___ TESTO FORNITO

L'ARTE PROGRAMMATA A CASA OLIVETTI

Catalogo per la mostra allo showroom Olivetti di Milano

La mostra Arte Programmata. Arte cinetica, opere moltiplicate, opera aperta, è stata inaugurata nel maggio del 1962 presso il negozio Olivetti a Milano, con l'organizzazione di Bruno Munari e Giorgio Soavi, e la presentazione di Umberto Eco. Il soggetto di questa collettiva rappresenta una prima riflessione sull’uso della cultura elettronica che si affacciava in Italia soprattutto attraverso la Olivett che è stata un'azienda visionaria nell'interrogavarsi sulle implicazioni culturali e sociali dell'era digitale agli albori della sua storia, il progetto espositivo del 1962, resta un esempio virtuoso di come all'apparato teorico e culturale si sia unito il sostengo dell'industria sotto un'unica visione, dove l'arte è un linguaggio che può avvicinare alla modernità. Partecipano al progetto Enzo Mari lo stesso Munari, i nove "disegnatori sperimentali" del Gruppo N di Padova,  il Gruppo T (dove T sta ad indicare il tempo come dispositivo di cultura visuale).  A fondare nel 1959 quest'ultimo sodalizio milanese sono Giovanni Anceschi, Davide Boriani, Gianni Colombo e Gabriele De Vecchi, che avevano presentato le proprie opere nel gennaio 1960 alla galleria Pater di Milano, intitolando nella mostra intitolata "Miriorama 1", che in quell'occasione redige il manifesto programmatico.

______
___ MATERIALE FORNITO

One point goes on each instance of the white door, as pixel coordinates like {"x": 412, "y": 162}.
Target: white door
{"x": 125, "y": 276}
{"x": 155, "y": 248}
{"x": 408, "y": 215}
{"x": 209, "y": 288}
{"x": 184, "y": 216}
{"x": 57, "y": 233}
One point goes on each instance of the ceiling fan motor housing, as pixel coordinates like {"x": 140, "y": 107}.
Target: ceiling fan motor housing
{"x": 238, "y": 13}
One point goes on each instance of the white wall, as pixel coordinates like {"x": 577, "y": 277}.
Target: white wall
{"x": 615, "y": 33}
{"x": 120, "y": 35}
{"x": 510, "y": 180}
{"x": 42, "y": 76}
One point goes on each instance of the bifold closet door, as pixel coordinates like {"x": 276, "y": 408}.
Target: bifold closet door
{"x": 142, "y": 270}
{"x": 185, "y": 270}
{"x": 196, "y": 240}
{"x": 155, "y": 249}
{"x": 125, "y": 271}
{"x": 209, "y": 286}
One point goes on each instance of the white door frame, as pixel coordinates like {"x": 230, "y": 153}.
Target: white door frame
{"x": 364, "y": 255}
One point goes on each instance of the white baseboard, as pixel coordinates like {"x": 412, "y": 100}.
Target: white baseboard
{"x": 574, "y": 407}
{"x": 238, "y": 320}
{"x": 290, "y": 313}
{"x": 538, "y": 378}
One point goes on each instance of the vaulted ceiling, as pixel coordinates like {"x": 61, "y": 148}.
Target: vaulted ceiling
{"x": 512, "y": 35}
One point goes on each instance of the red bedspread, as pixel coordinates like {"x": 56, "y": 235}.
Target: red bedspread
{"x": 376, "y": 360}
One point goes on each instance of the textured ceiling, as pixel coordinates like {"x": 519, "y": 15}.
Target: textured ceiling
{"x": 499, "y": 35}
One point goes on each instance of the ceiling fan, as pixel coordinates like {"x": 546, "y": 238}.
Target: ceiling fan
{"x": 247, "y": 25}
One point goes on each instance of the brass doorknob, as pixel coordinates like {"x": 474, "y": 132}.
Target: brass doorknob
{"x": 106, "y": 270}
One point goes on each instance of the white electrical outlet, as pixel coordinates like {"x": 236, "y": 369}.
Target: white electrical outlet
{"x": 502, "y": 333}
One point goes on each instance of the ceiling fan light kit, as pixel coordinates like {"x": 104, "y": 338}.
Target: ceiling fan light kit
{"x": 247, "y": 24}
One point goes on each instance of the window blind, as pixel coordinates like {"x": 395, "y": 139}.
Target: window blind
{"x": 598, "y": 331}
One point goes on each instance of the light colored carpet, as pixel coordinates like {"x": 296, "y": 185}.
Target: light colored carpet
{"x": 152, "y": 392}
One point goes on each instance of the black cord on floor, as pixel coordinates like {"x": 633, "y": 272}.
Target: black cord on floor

______

OBIETTIVO -
Secondo il testo fornito, chi organizzò la mostra Arte Programmata al negozio Olivetti di Milano? Rispondi per favore con una sola frase.

RISPOSTA -
La mostra fu organizzata da Bruno Munari e Giorgio Soavi.